What needs to be done.
Please copy out all of the items below unchanged, except substitute "coarse mask" for every occurrence of "rough mask".

● ● ● ● ● ● ●

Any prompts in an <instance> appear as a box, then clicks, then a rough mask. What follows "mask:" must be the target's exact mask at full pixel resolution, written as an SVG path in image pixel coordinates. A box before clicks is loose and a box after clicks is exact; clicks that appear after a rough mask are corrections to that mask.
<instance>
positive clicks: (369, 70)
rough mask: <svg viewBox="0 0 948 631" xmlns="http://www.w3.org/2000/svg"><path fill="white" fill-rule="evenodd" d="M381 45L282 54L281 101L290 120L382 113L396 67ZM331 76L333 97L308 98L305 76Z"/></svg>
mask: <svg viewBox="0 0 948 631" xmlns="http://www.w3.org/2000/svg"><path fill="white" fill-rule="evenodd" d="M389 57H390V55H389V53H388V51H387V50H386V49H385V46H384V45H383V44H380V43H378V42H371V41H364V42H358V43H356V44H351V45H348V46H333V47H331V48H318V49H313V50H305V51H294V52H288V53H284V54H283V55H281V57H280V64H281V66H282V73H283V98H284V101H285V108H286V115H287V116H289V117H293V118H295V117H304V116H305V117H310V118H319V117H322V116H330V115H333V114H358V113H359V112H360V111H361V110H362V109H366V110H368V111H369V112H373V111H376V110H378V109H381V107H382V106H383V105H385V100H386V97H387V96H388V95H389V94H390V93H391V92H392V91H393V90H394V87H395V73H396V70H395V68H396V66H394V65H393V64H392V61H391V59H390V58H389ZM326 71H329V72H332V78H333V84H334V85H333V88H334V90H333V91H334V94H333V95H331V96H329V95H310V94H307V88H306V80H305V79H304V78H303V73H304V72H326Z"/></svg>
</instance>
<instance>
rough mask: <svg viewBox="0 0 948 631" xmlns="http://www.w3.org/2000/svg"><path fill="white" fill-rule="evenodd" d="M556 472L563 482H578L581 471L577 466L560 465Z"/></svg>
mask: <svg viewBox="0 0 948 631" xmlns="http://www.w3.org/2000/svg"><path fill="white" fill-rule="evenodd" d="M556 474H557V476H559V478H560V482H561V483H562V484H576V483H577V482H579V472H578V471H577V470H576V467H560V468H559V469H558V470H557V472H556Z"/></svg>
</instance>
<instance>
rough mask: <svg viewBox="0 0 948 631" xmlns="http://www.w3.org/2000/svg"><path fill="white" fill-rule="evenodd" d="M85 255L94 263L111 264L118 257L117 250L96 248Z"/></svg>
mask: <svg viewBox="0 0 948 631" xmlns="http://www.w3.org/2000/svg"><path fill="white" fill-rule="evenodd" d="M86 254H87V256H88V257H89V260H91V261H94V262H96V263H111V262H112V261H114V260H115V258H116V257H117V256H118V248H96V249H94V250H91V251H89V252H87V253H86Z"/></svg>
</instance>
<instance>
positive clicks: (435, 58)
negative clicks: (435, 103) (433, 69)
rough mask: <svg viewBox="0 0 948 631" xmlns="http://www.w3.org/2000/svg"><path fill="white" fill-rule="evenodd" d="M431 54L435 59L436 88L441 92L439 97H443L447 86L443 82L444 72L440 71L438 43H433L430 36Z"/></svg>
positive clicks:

● ● ● ● ● ● ●

Solution.
Any prompts in an <instance> appear as a box, then clicks, then a coarse mask. What follows "mask:" must be the target's exact mask at full pixel resolution, written as an SVG path in image pixel coordinates. A box before clicks is loose and a box after clicks is exact; clicks that appear after a coarse mask are corrections to that mask.
<instance>
positive clicks: (369, 70)
coarse mask: <svg viewBox="0 0 948 631" xmlns="http://www.w3.org/2000/svg"><path fill="white" fill-rule="evenodd" d="M381 45L282 54L281 101L290 120L382 113L396 67ZM331 76L333 97L308 98L305 76Z"/></svg>
mask: <svg viewBox="0 0 948 631" xmlns="http://www.w3.org/2000/svg"><path fill="white" fill-rule="evenodd" d="M389 57H390V55H389V53H388V51H387V50H386V49H385V46H384V45H383V44H380V43H378V42H371V41H364V42H358V43H356V44H351V45H348V46H333V47H331V48H318V49H313V50H305V51H294V52H288V53H284V54H283V55H281V57H280V64H281V66H282V73H283V98H284V101H285V108H286V115H287V116H289V117H293V118H295V117H304V116H305V117H310V118H319V117H322V116H330V115H333V114H358V113H359V112H360V111H361V110H362V109H366V110H368V111H369V112H373V111H376V110H378V109H381V107H382V106H383V105H385V100H386V97H387V96H388V95H389V94H390V93H391V92H392V91H393V90H394V87H395V73H396V70H395V68H396V66H394V65H393V64H392V61H391V59H390V58H389ZM326 71H329V72H332V78H333V84H334V85H333V88H334V90H333V91H334V94H333V95H331V96H329V95H310V94H307V88H306V80H305V79H304V78H303V73H304V72H326Z"/></svg>
</instance>
<instance>
coarse mask: <svg viewBox="0 0 948 631" xmlns="http://www.w3.org/2000/svg"><path fill="white" fill-rule="evenodd" d="M556 472L563 482H578L581 471L577 466L560 465Z"/></svg>
mask: <svg viewBox="0 0 948 631" xmlns="http://www.w3.org/2000/svg"><path fill="white" fill-rule="evenodd" d="M556 474H557V476H559V478H560V482H561V483H562V484H576V483H577V482H579V472H578V471H577V470H576V467H560V468H559V469H558V470H557V472H556Z"/></svg>
</instance>
<instance>
coarse mask: <svg viewBox="0 0 948 631" xmlns="http://www.w3.org/2000/svg"><path fill="white" fill-rule="evenodd" d="M85 255L94 263L111 264L118 257L117 250L96 248Z"/></svg>
mask: <svg viewBox="0 0 948 631" xmlns="http://www.w3.org/2000/svg"><path fill="white" fill-rule="evenodd" d="M86 254H87V256H88V257H89V260H91V261H94V262H96V263H111V262H112V261H114V260H115V258H116V257H117V256H118V248H96V249H94V250H91V251H89V252H87V253H86Z"/></svg>
</instance>
<instance>
positive clicks: (435, 58)
negative clicks: (435, 103) (433, 69)
coarse mask: <svg viewBox="0 0 948 631" xmlns="http://www.w3.org/2000/svg"><path fill="white" fill-rule="evenodd" d="M431 54L435 59L436 88L441 92L439 97H443L447 86L443 82L444 72L440 71L438 43H433L430 36Z"/></svg>
positive clicks:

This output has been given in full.